- WRITTEN TASK
Pick out each line in the items below that contains the word "large", and copy those lines.

## START MATERIAL TO PROCESS

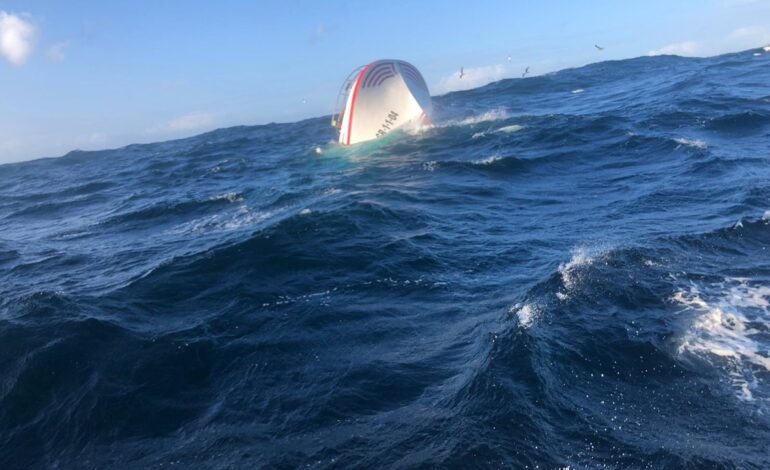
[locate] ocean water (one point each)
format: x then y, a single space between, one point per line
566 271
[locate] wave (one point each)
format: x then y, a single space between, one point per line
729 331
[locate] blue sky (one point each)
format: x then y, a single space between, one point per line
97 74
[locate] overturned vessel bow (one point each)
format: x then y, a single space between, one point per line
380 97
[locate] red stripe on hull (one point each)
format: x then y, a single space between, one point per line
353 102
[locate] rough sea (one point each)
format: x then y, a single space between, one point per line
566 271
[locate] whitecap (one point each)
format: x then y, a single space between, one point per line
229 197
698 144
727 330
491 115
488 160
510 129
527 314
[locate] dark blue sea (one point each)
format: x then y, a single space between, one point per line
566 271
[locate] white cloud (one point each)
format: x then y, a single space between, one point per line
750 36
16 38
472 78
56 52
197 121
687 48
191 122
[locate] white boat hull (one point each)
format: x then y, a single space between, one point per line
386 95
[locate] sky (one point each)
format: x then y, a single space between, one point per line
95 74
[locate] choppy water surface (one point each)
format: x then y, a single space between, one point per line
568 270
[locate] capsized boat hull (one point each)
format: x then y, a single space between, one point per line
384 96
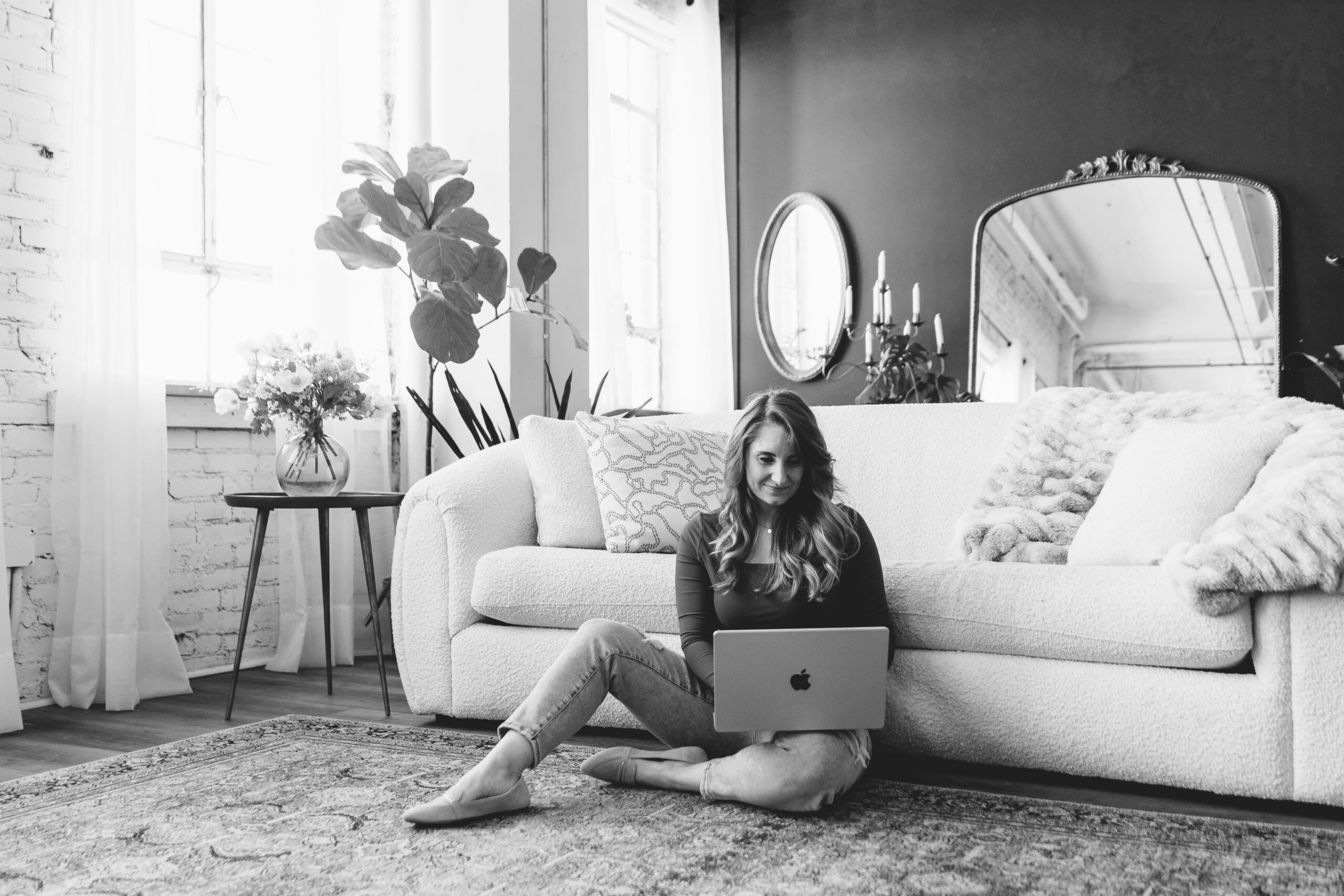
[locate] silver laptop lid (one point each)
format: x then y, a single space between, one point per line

## END MATERIAL TO PROCESS
## START MATERIAL TO PROCESS

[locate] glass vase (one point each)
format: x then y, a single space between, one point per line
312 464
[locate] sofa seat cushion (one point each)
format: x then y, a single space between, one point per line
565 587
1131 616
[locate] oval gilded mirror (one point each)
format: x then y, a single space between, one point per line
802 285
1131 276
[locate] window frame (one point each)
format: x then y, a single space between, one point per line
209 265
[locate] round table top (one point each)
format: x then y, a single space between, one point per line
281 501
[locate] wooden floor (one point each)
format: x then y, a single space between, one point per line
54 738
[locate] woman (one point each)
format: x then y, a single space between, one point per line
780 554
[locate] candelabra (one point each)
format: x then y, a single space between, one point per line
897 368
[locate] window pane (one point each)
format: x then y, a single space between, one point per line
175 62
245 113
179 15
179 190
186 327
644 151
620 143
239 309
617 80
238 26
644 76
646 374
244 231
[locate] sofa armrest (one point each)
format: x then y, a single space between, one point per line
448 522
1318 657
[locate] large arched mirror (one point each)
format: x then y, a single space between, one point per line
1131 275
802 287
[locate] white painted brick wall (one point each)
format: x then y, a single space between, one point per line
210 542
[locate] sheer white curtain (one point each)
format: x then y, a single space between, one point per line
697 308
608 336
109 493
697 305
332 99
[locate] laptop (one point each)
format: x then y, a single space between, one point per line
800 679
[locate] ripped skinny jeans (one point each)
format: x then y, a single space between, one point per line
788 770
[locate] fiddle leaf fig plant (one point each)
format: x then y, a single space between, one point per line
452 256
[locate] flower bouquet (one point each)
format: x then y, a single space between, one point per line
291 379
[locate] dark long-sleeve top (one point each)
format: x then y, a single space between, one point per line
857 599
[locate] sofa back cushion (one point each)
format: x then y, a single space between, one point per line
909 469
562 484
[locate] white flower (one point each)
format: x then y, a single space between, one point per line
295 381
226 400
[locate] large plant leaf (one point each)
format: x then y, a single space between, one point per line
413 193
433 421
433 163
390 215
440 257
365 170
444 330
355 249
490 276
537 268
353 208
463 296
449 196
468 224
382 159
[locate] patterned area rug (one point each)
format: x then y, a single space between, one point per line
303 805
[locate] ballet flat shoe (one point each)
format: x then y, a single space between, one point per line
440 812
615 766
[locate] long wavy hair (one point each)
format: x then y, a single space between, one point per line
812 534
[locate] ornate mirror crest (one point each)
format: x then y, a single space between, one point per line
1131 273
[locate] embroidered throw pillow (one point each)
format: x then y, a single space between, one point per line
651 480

## END MATERIAL TO PROCESS

- IN RESPONSE
[locate] large arched mirror (one point each)
[locate] large plant leaf (one point each)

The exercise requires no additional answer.